:: Image location labeling entries ::
[BEGIN]

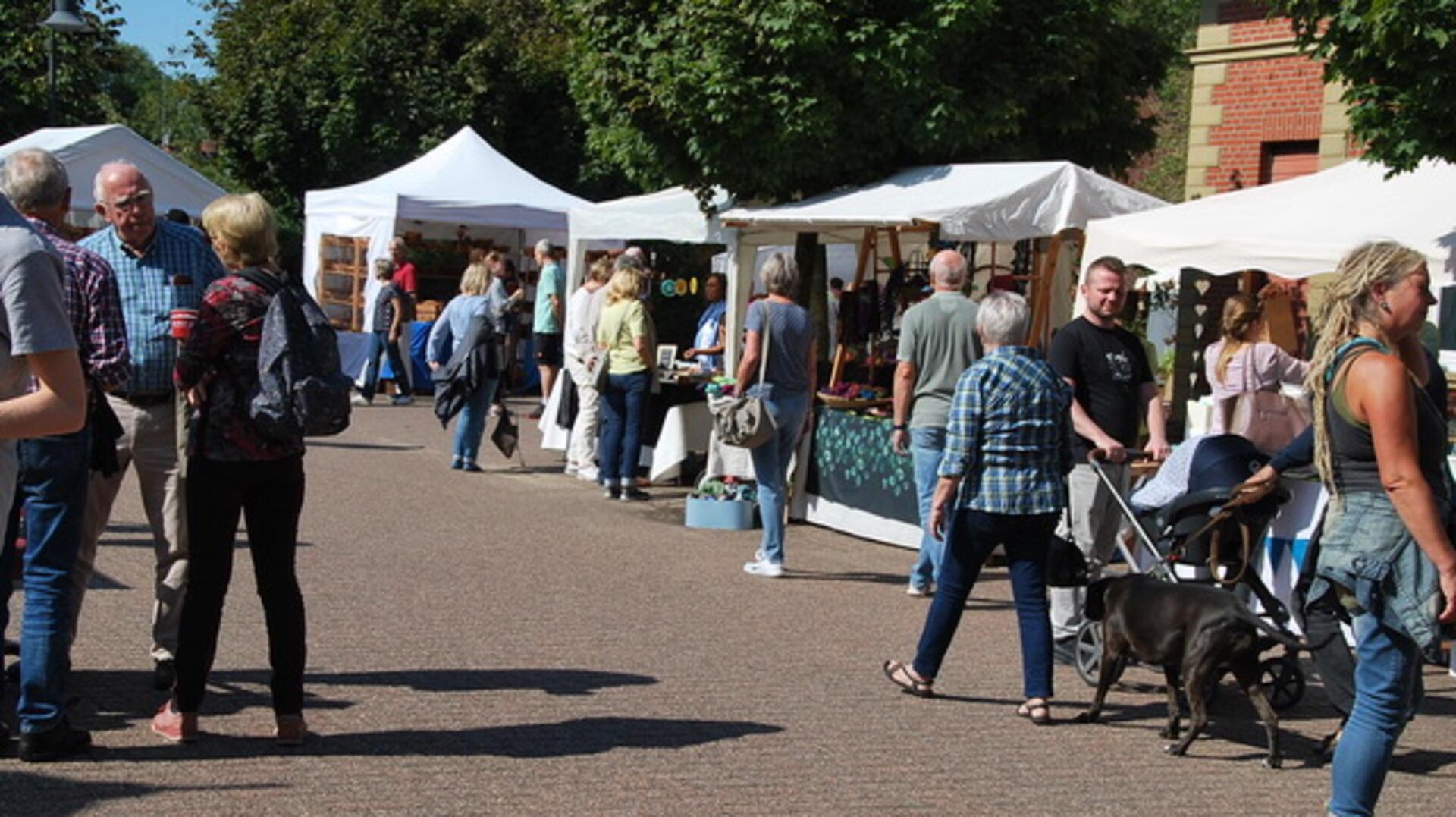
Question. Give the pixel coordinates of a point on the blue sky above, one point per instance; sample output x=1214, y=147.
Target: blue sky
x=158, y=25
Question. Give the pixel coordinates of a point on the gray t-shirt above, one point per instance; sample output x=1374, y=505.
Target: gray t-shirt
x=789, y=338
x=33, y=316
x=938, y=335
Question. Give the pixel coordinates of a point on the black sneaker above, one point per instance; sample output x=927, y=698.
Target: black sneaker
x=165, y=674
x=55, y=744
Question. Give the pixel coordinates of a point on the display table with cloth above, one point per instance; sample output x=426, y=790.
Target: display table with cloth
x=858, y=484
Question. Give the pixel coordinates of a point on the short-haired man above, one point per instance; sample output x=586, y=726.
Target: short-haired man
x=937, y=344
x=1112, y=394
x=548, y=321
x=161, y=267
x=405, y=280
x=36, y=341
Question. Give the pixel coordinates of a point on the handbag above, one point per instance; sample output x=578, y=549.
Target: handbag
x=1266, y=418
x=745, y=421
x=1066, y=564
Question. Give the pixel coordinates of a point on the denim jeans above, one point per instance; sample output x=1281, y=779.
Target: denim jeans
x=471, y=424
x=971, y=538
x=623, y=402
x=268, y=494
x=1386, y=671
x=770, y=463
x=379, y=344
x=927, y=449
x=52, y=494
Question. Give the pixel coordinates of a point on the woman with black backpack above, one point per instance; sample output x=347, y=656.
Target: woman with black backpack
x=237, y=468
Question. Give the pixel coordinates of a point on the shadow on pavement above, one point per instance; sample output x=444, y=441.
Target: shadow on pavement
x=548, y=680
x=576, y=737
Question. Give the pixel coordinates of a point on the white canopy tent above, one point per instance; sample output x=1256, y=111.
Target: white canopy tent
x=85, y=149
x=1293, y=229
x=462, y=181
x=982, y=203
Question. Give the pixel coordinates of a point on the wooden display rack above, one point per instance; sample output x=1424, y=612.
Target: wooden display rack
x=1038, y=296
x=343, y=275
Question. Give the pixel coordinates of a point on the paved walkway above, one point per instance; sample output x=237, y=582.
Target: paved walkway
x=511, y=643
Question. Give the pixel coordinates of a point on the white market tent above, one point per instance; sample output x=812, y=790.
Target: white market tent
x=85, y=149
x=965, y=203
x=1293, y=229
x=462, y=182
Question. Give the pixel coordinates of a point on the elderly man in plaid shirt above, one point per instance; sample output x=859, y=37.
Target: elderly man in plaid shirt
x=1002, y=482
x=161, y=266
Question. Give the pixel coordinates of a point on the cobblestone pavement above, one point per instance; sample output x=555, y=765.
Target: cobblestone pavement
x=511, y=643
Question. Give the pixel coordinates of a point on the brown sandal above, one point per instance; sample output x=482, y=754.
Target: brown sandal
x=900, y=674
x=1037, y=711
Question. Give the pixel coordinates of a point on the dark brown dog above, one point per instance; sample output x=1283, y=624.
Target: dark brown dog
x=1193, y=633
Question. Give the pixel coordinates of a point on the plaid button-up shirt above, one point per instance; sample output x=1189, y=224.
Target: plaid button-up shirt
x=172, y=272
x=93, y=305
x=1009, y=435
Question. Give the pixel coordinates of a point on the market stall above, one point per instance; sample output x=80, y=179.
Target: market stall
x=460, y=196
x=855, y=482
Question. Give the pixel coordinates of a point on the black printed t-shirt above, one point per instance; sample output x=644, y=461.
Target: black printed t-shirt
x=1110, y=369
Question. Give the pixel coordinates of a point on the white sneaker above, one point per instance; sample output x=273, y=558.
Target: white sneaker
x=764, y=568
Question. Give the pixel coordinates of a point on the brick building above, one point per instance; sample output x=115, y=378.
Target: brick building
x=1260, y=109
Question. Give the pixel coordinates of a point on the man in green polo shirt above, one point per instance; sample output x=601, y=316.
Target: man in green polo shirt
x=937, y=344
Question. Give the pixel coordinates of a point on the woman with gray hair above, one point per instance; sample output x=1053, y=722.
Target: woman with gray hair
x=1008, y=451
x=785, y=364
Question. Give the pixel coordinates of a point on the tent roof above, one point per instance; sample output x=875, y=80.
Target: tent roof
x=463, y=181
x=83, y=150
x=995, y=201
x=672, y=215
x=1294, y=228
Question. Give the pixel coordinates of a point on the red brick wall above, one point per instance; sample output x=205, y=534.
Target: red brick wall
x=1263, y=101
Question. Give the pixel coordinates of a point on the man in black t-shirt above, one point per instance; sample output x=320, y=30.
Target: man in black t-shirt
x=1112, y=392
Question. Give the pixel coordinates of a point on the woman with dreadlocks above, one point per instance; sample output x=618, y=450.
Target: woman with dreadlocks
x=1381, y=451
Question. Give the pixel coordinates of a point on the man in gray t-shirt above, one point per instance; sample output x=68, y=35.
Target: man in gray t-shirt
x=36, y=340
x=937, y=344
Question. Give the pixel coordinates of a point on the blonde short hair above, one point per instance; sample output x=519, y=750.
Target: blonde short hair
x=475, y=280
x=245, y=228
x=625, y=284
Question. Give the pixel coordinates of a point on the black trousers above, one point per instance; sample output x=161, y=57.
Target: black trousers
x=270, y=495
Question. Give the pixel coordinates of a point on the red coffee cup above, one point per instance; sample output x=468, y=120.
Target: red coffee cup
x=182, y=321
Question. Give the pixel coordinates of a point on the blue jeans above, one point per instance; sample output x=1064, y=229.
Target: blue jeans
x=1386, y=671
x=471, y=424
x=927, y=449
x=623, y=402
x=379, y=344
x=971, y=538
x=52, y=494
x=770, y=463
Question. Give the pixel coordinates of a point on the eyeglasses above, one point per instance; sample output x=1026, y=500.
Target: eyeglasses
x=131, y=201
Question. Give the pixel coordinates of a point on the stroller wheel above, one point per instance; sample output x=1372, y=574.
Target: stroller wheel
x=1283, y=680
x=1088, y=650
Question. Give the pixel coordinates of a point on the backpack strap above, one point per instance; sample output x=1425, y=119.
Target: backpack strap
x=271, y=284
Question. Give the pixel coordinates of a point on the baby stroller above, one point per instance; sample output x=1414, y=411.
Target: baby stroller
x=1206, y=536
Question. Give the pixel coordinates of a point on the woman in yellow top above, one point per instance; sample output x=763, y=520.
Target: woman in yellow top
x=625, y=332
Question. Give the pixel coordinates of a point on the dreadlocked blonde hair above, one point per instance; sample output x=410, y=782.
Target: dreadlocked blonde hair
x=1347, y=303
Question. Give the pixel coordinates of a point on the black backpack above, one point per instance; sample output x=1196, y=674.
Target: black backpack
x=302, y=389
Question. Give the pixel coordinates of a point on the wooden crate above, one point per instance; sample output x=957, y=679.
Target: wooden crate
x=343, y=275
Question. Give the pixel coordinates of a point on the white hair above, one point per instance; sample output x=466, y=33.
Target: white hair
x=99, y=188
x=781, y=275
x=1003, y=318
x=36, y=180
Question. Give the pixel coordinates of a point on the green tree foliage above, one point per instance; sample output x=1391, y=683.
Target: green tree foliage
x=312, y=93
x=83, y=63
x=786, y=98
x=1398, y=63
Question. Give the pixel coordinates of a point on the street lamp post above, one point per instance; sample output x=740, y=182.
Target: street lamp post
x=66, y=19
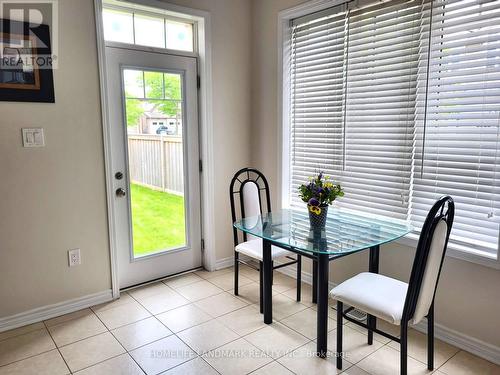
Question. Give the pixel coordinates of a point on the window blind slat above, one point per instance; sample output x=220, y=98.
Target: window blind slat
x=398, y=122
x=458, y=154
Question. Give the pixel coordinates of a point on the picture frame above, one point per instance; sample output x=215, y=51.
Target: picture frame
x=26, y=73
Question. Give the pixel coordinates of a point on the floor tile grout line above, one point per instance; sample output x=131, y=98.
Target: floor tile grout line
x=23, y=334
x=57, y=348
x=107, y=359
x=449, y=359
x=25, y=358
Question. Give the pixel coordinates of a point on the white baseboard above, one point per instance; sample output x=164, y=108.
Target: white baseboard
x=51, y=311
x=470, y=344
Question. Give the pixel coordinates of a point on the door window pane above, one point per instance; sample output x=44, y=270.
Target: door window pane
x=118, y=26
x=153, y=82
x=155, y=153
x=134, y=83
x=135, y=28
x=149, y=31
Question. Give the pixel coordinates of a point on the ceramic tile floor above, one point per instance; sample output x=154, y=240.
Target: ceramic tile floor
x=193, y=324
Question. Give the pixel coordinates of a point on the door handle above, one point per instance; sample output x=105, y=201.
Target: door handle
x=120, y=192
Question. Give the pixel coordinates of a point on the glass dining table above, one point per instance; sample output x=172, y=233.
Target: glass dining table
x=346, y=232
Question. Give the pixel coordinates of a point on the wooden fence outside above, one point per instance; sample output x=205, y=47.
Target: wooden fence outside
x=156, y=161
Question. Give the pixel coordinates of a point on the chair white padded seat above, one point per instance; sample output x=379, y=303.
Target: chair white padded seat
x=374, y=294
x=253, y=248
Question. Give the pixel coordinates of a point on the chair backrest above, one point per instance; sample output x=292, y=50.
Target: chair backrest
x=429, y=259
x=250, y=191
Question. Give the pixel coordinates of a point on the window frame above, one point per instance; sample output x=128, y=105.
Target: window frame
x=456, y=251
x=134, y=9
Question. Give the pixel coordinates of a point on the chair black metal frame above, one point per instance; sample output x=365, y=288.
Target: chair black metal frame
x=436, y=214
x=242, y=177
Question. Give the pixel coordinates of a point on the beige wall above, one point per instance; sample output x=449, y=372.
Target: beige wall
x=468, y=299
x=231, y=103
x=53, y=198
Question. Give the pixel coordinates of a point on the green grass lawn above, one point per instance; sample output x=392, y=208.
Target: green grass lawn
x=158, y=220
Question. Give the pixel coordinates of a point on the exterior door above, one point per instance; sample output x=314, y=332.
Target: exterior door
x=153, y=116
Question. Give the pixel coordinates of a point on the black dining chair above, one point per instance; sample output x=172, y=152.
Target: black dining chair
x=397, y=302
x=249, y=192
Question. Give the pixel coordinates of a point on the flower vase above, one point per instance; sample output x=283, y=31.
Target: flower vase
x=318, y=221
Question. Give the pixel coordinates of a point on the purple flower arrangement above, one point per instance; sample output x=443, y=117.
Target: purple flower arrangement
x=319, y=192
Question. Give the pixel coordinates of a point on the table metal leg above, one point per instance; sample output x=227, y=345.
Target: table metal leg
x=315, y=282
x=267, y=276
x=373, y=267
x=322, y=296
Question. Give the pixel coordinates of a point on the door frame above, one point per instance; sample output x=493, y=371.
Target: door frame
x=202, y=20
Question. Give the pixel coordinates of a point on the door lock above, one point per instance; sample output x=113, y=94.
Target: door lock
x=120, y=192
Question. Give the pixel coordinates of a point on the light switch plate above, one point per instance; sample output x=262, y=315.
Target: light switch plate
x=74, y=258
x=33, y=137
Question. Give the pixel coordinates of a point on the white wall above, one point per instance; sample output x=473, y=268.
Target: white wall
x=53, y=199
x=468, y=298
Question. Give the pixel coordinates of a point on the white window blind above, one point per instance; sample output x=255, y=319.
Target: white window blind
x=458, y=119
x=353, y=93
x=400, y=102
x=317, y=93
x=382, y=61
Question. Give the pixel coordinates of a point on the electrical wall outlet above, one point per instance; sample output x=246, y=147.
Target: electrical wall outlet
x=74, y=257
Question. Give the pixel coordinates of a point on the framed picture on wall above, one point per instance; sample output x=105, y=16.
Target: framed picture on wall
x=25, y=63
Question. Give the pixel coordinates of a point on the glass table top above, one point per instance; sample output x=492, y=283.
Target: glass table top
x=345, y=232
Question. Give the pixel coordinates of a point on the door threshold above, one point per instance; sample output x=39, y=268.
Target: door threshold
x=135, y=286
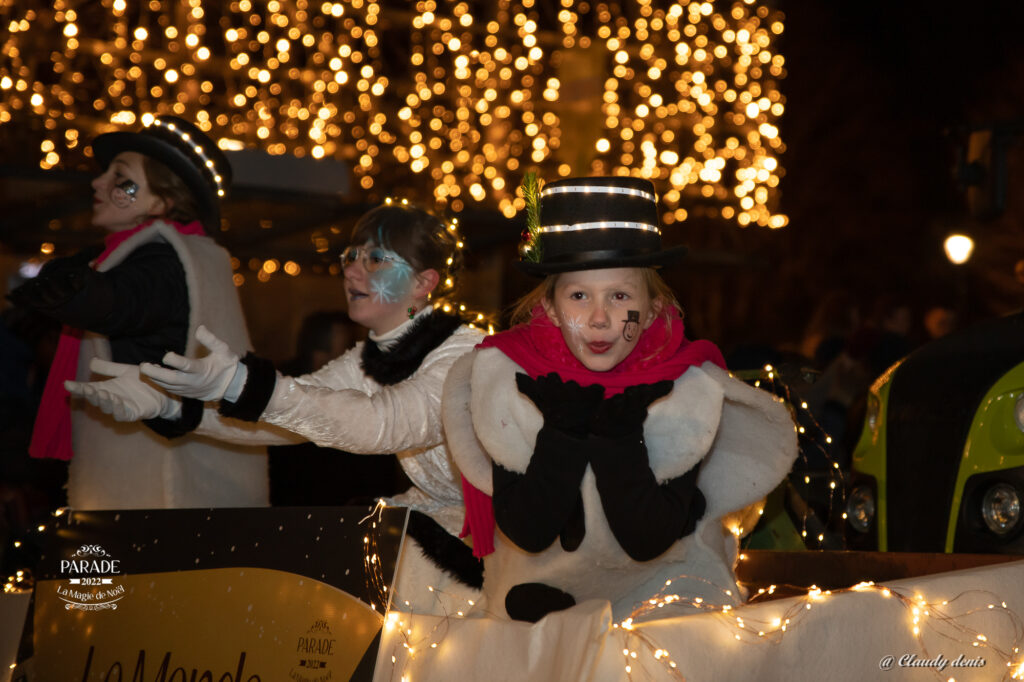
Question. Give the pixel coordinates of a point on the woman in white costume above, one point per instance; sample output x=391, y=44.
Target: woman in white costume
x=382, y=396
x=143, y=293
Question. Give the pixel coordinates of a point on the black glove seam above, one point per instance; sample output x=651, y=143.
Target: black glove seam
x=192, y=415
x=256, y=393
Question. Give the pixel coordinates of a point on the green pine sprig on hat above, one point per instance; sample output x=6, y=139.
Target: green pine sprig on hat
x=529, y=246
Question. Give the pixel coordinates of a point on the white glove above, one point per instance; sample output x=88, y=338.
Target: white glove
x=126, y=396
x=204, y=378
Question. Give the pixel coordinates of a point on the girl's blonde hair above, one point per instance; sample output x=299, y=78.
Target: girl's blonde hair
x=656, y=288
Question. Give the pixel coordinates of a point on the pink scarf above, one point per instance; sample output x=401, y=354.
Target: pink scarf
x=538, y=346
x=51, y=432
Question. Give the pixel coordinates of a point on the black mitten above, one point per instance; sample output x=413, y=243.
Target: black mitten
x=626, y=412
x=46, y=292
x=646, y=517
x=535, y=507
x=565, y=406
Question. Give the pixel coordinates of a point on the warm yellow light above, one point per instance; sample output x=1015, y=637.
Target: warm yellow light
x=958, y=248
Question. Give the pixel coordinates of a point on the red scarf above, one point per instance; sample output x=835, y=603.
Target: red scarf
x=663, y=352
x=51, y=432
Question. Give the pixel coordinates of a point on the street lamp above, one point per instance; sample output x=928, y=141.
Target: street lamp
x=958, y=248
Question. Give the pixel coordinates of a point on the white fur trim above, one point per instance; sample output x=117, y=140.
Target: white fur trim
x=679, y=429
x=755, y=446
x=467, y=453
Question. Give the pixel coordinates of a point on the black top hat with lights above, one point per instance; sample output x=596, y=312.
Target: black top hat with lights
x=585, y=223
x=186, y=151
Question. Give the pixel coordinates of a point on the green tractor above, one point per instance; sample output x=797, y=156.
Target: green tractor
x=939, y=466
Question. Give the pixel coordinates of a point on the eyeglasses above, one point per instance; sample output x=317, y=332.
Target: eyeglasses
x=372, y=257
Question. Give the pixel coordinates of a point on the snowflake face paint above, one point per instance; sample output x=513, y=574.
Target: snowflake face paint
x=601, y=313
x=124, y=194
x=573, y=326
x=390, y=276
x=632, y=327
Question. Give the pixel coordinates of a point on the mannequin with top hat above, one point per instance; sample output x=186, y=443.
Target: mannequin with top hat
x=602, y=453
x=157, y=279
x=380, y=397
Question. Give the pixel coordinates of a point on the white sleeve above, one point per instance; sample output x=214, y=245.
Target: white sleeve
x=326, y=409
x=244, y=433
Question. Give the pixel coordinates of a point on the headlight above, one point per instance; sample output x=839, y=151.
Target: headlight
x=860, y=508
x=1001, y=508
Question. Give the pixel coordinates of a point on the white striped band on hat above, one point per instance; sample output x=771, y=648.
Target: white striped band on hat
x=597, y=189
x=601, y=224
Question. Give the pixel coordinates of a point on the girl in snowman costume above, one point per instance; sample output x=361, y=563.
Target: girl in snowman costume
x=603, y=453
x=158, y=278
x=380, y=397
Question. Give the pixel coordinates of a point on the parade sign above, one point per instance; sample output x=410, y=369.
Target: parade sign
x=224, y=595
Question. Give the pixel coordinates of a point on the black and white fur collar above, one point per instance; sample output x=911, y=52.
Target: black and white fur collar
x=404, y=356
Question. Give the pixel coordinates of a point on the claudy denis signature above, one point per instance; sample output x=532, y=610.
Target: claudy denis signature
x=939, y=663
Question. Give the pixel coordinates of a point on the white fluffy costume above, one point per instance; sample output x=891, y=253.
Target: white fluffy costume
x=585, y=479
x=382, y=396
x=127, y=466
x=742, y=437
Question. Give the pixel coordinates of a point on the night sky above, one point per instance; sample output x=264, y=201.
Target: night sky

[END]

:: Exercise description ::
Give again only the lines starting at the one that contains "output x=361, y=563." and running to the end of the data.

:: Solution to this exercise ::
Question. Give the pixel coordinates of a point on the girl in snowman costume above, one point per instance; sample output x=361, y=563.
Target: girl in snowman costume
x=603, y=453
x=158, y=278
x=380, y=397
Question. Give the pixel coordinates of a point on the parade sign above, one point per instance; sample output x=410, y=369.
Target: parade sign
x=224, y=595
Question. Give the pixel coordinates of a point on the black and white fur collar above, one point per instance; sample output x=911, y=52.
Target: black and white fur collar
x=404, y=356
Question. Give the pixel coordinates of a point on the claudy denis signature above, one point per instance; sample output x=532, y=610.
Target: claudy denis signature
x=939, y=663
Question. Give the pixel coordinates of a point on the white fluffy costume above, one point per instance; sample output x=891, y=253.
Target: white fluffy costume
x=585, y=479
x=382, y=396
x=127, y=466
x=742, y=437
Question. Give the pixel coordinates of a point on the night sky above, one point per instance; sample output x=264, y=201.
Target: night sky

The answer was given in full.